AIM OF THE EXERCISE:
Rewrite each of the records below so that "occupancy model" becomes "counting model", and keep everything else unchanged.

[BEGIN]

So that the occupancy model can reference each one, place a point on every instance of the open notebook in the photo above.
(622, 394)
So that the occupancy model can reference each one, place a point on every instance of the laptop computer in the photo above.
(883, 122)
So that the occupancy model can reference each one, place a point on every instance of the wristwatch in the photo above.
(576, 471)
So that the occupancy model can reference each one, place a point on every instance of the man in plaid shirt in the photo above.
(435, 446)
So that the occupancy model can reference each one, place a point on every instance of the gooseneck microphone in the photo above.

[END]

SOLUTION TO THE PROBLEM:
So that the counting model can reference each one, place a point on every instance of the open notebook in the photo above.
(622, 394)
So that the counting model can reference each one, place a point on every instance of the laptop computer in the photo above.
(883, 122)
So that the counting model can reference each one, place a point on every instance of the wristwatch in the photo above.
(576, 471)
So that the counting model can reference each one, place a point on every instance of the man in plaid shirt in the photo above.
(435, 446)
So that the counting model can reference each one, place a point on every instance of the gooseneck microphone in the photo above.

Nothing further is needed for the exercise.